#### Auszug:
--------------------------------
Früher dachte ich immer mein Vater sei, da er die Macht innehatte, auch Inhaber der Kraft. Ich dachte, er sei der Starke und die Stärke hätte ich von ihm geerbt. Ich dachte früher immer, meine Mutter sei, als Inhaberin der Ohnmacht, die Schwache. Ich dachte, ich hätte die Schwäche von ihr geerbt. So glaubte ich, meine kompromisslose, fast schon rücksichtslose Durchsetzungsfähigkeit sei Kraft und meine Unfähigkeit, in manchen Situationen etwas zu bewegen oder zu leiten, sei Schwäche.
--------------------------------
(Datensatzeinträge)

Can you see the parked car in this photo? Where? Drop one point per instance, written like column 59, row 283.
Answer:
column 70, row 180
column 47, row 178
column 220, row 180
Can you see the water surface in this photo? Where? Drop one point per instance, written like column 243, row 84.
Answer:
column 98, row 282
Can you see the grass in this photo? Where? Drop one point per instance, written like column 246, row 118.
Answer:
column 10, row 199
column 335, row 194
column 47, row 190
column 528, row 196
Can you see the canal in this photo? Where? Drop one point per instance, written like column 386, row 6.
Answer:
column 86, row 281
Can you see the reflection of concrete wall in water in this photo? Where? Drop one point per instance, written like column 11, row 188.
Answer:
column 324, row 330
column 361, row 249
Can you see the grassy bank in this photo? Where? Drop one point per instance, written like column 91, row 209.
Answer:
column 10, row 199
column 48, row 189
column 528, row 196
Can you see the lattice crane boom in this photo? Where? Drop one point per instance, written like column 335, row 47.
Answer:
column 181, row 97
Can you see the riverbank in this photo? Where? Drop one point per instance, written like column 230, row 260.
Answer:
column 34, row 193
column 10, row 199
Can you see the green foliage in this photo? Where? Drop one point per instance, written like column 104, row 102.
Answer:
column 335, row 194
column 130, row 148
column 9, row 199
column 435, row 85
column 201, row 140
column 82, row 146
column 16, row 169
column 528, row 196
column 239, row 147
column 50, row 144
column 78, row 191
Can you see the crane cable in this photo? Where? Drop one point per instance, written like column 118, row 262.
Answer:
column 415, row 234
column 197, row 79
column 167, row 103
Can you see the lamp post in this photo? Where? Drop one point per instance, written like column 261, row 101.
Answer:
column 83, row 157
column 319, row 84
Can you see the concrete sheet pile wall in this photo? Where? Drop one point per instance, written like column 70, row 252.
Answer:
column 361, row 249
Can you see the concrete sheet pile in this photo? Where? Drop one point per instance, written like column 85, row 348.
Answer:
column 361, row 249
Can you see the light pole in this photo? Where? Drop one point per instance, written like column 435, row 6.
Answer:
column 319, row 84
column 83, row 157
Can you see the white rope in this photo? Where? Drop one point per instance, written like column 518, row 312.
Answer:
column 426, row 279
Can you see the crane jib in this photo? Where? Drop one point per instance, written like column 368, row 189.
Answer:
--------------------------------
#### Fragen zum Text:
(a) Beantworte anhand des Auszugs über Vater und Mutter:
(i) Wen hielt das Ich früher für den Starken?
(ii) Als Inhaberin wovon galt die Mutter dem Ich früher?
(iii) Was hielt das Ich für Schwäche?
(b) Übertrage den Satz „Ich dachte, er sei der Starke und die Stärke hätte ich von ihm geerbt.“ aus dem Auszug ins Englische.
(c) Nimm den Auszug über Vater und Mutter nach seinem letzten Satz wieder auf und führe ihn fort.
Die Zeilen stehen in keinem Zusammenhang mit dem Auszug.

#### Ergebnisse je Aufgabe:
(a)
(i) Den Vater.
(ii) Der Ohnmacht.
(iii) Die eigene Unfähigkeit, in manchen Situationen etwas zu bewegen oder zu leiten.

(b) I thought he was the strong one and that I had inherited the strength from him.

(c)
Mittlerweile weiß ich, dass mein Vater, trotz aller Macht, die er auf seiner Person vereint hatte, der eigentliche Inhaber der Schwäche war. Trotz der Macht hatte er keine Kraft. Mittlerweile weiß ich, dass meine Mutter, trotz aller Ohnmacht, die eigentliche Inhaberin der Kraft war. In ihrer Duldsamkeit lag all die Kraft, die ich von ihr – ohne es mir bewusst zu sein – mit in mein Leben genommen habe.
So ist es so, dass all die Kraft, über die ich verfüge, ein Teil meiner ohnmächtigen Mutter ist. Die Kraft quellt aus meiner Demut heraus. So ist es so, dass all meine Schwäche das Erbe meines machtvollen Vaters ist. Die Macht erwächst aus meiner Angst, im Kampf zu unterliegen.
So entspringt der Gedanke, dass Macht und Kraft zusammengehören oder sogar das Gleiche seien, dem Verstand, da er die Macht liebt und diese so auch gerne mit der Kraft verbunden und vereint sähe. Da die Erkenntnis des Verstandes begrenzt ist, ist dieser sein Gedanke das Resultat einer nicht vollständigen Wahrnehmung der Verhältnisse.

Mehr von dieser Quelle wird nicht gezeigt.